[EXERCISE BRIEF]
Please rewrite all the entries below with "outline" replaced by "contour" wherever it occurs, keeping everything else unchanged. Leave the pictures out of your answer.

Excerpts from segmentation entries:

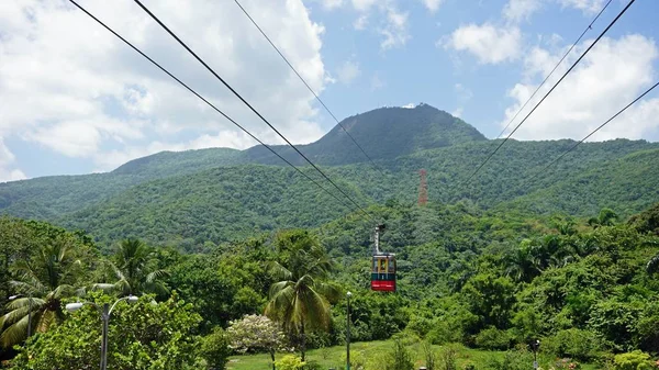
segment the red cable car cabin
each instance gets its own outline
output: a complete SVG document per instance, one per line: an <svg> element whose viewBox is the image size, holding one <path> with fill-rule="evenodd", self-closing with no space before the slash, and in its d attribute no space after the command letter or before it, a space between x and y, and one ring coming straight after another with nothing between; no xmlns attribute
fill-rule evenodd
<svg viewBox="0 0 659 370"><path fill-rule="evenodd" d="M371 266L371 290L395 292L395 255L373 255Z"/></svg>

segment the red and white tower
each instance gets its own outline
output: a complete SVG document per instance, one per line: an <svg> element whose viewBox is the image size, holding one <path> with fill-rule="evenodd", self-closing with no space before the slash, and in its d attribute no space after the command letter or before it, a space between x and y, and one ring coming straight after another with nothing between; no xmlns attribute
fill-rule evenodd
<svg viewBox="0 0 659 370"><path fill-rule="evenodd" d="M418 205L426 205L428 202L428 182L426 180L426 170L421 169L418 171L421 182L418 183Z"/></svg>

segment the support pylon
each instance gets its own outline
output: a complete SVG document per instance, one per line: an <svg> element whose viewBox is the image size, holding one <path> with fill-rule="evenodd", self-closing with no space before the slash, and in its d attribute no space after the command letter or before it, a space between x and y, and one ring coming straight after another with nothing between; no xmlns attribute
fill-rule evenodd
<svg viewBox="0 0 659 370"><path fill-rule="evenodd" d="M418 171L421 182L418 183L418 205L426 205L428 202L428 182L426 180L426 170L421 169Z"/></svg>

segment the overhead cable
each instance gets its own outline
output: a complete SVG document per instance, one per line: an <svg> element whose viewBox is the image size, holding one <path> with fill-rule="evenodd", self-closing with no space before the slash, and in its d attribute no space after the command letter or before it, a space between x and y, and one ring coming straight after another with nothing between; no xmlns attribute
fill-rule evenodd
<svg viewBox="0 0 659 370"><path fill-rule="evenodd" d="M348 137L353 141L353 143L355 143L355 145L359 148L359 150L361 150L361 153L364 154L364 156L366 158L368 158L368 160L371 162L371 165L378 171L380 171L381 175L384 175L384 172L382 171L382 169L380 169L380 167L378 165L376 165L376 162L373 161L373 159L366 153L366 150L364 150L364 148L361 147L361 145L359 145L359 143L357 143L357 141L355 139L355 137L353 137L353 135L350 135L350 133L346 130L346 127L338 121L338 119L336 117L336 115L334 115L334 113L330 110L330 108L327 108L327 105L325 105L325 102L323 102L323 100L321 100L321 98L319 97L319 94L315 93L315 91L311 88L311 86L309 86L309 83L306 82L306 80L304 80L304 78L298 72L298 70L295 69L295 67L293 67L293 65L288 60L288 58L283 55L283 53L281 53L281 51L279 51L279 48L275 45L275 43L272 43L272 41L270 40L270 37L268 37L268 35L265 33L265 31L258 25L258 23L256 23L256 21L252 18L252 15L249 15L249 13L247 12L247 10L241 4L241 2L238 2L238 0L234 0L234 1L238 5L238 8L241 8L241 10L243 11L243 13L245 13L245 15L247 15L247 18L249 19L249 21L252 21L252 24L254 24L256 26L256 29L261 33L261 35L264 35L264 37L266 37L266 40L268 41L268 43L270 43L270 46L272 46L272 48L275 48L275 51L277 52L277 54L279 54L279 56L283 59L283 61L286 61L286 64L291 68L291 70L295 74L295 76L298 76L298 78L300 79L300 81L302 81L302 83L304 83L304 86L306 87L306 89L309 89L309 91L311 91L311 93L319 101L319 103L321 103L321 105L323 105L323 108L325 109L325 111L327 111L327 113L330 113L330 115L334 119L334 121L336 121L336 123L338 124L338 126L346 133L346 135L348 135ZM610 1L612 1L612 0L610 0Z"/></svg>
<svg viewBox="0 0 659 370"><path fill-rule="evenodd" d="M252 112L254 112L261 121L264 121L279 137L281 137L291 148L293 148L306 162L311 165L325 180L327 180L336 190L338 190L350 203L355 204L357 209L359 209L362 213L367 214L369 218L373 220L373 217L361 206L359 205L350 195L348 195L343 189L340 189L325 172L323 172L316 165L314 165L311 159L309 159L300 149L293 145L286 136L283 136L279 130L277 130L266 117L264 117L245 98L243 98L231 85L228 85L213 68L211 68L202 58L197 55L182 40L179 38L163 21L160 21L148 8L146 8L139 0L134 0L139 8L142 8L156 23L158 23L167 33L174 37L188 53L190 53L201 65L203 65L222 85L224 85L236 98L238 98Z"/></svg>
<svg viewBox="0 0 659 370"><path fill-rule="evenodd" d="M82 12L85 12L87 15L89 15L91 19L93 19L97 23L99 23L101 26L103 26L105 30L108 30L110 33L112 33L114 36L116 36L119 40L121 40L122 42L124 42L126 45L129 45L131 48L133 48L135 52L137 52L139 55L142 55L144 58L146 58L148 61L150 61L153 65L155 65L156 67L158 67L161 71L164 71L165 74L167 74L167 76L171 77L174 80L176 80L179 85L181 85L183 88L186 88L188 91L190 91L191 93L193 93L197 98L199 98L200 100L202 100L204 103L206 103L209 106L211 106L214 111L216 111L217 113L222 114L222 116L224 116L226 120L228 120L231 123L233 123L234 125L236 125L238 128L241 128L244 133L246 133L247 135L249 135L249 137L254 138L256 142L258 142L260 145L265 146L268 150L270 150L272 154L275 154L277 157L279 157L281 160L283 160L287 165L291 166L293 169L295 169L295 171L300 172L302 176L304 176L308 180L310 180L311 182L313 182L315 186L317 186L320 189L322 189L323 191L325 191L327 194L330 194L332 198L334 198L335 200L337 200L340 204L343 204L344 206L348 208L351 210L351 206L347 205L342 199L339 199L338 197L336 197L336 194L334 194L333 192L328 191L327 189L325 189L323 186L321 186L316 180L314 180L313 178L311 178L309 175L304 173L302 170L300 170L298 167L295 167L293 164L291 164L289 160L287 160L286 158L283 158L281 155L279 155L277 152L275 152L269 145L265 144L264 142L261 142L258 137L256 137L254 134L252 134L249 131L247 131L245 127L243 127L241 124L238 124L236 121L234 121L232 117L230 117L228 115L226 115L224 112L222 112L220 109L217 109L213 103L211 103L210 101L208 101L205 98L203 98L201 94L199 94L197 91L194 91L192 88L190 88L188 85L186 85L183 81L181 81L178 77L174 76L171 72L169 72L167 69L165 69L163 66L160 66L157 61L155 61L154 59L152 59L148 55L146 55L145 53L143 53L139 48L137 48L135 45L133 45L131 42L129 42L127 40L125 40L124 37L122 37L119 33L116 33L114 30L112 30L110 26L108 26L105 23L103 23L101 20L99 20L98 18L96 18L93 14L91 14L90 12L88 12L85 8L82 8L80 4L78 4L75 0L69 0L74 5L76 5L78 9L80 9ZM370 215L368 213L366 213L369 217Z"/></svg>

[TASK RESULT]
segment the red cable car cabin
each instance gets its own contour
output: a complete SVG document per instance, one per line: an <svg> element whose viewBox is the image size, holding one <path> with fill-rule="evenodd", self-closing with no space before the slash, and in its d attribute no space after the command letter or before it, a space between x and y, and one ring coming straight after another with nothing between; no xmlns attribute
fill-rule evenodd
<svg viewBox="0 0 659 370"><path fill-rule="evenodd" d="M371 266L371 290L395 292L395 255L373 255Z"/></svg>

segment the red and white tower
each instance gets its own contour
output: a complete SVG document per instance, one per line: an <svg> element whose viewBox is the image size, holding one <path> with fill-rule="evenodd", self-closing with no space before the slash, and in its d attribute no space after the command letter or before it, a space between x and y, and one ring coming straight after another with nothing between; no xmlns attribute
fill-rule evenodd
<svg viewBox="0 0 659 370"><path fill-rule="evenodd" d="M418 205L426 205L428 202L428 182L426 180L426 170L421 169L418 171L421 182L418 183Z"/></svg>

segment the support pylon
each instance gets its own contour
output: a complete SVG document per instance, one per line: an <svg> element whose viewBox is the image size, holding one <path> with fill-rule="evenodd", self-closing with no space before the slash, and in its d attribute no space after the command letter or before it, a space between x and y, and one ring coming straight after another with nothing between; no xmlns attribute
fill-rule evenodd
<svg viewBox="0 0 659 370"><path fill-rule="evenodd" d="M418 171L421 182L418 183L418 205L426 205L428 202L428 182L426 180L426 170L421 169Z"/></svg>

segment the overhead cable
each instance gets its own contour
output: a complete SVG document per instance, one per line: an <svg> element whose viewBox is the image size, holding one <path> with fill-rule="evenodd", self-closing with no space before the slash, and in its d attribute no space after the command letter or before it, a space between x and y, and one ring coming straight after another with nothing between; no xmlns attribute
fill-rule evenodd
<svg viewBox="0 0 659 370"><path fill-rule="evenodd" d="M348 137L353 141L353 143L355 143L355 145L359 148L359 150L361 150L361 153L364 154L364 156L366 158L368 158L368 160L371 162L371 165L378 171L380 171L381 175L384 175L384 172L382 171L382 169L380 169L380 167L378 165L376 165L376 162L373 161L373 159L366 153L366 150L364 150L364 148L361 147L361 145L359 145L359 143L357 143L357 141L355 139L355 137L353 137L353 135L350 135L350 133L346 130L346 127L338 121L338 119L336 117L336 115L334 115L334 113L330 110L330 108L327 108L327 105L325 105L325 102L323 102L323 100L321 100L321 98L319 97L319 94L315 93L315 91L311 88L311 86L309 86L309 83L306 82L306 80L304 80L304 78L298 72L298 70L295 69L295 67L293 67L293 65L288 60L288 58L283 55L283 53L281 53L281 51L279 51L279 48L275 45L275 43L272 43L272 41L270 40L270 37L268 37L268 35L265 33L265 31L258 25L258 23L256 23L256 21L252 18L252 15L249 15L249 13L247 12L247 10L241 4L241 2L238 2L238 0L234 0L234 1L238 5L238 8L241 8L241 10L243 11L243 13L245 13L245 15L247 15L247 18L249 19L249 21L252 21L252 24L254 24L256 26L256 29L261 33L261 35L264 35L264 37L266 37L266 40L268 41L268 43L270 43L270 46L272 46L272 48L275 48L275 51L277 52L277 54L279 54L279 56L283 59L283 61L286 61L286 64L291 68L291 70L295 74L295 76L298 76L298 78L300 79L300 81L302 81L302 83L304 83L304 86L306 87L306 89L309 89L309 91L311 91L311 93L319 101L319 103L321 103L321 105L323 105L323 108L325 109L325 111L327 111L327 113L330 113L330 115L334 119L334 121L336 121L336 123L338 124L338 126L346 133L346 135L348 135ZM610 1L612 1L612 0L610 0Z"/></svg>
<svg viewBox="0 0 659 370"><path fill-rule="evenodd" d="M252 112L254 112L261 121L264 121L279 137L281 137L291 148L293 148L306 162L311 165L325 180L327 180L336 190L338 190L350 203L355 204L357 209L359 209L362 213L367 214L369 218L373 220L373 217L361 206L359 205L350 195L348 195L343 189L340 189L325 172L323 172L316 165L314 165L311 159L309 159L300 149L293 145L286 136L283 136L279 130L277 130L266 117L264 117L245 98L243 98L231 85L228 85L213 68L211 68L202 58L197 55L182 40L179 38L163 21L160 21L148 8L146 8L139 0L134 0L139 8L142 8L156 23L158 23L167 33L174 37L188 53L190 53L201 65L203 65L222 85L224 85L236 98L238 98Z"/></svg>
<svg viewBox="0 0 659 370"><path fill-rule="evenodd" d="M82 12L85 12L87 15L89 15L91 19L93 19L97 23L99 23L101 26L103 26L105 30L108 30L110 33L112 33L114 36L116 36L119 40L121 40L122 42L124 42L126 45L129 45L131 48L133 48L135 52L137 52L139 55L142 55L144 58L146 58L148 61L150 61L153 65L155 65L156 67L158 67L161 71L164 71L165 74L167 74L167 76L171 77L174 80L176 80L179 85L181 85L183 88L186 88L188 91L190 91L191 93L193 93L197 98L199 98L200 100L202 100L204 103L206 103L209 106L211 106L214 111L216 111L217 113L222 114L222 116L224 116L226 120L228 120L231 123L233 123L234 125L236 125L238 128L241 128L244 133L246 133L247 135L249 135L249 137L254 138L256 142L258 142L260 145L265 146L268 150L270 150L272 154L275 154L277 157L279 157L281 160L283 160L287 165L291 166L293 169L295 169L295 171L300 172L302 176L304 176L308 180L310 180L311 182L313 182L315 186L317 186L320 189L322 189L323 191L325 191L327 194L330 194L332 198L334 198L335 200L337 200L340 204L343 204L344 206L348 208L351 210L351 206L347 205L342 199L339 199L338 197L336 197L336 194L334 194L333 192L328 191L327 189L325 189L323 186L321 186L316 180L314 180L313 178L311 178L309 175L304 173L302 170L300 170L298 167L295 167L293 164L291 164L289 160L287 160L286 158L283 158L281 155L279 155L277 152L275 152L269 145L265 144L264 142L261 142L258 137L256 137L254 134L252 134L249 131L247 131L245 127L243 127L241 124L238 124L236 121L234 121L232 117L230 117L228 115L226 115L224 112L222 112L220 109L217 109L213 103L211 103L210 101L208 101L205 98L203 98L201 94L199 94L197 91L194 91L192 88L190 88L188 85L186 85L183 81L181 81L178 77L174 76L171 72L169 72L167 69L165 69L163 66L160 66L157 61L155 61L154 59L152 59L148 55L146 55L145 53L143 53L139 48L137 48L135 45L133 45L131 42L129 42L127 40L125 40L124 37L122 37L119 33L116 33L114 30L112 30L110 26L108 26L105 23L103 23L101 20L99 20L98 18L96 18L93 14L91 14L90 12L88 12L85 8L82 8L80 4L78 4L75 0L69 0L74 5L76 5L78 9L80 9ZM370 215L368 213L366 213L369 217Z"/></svg>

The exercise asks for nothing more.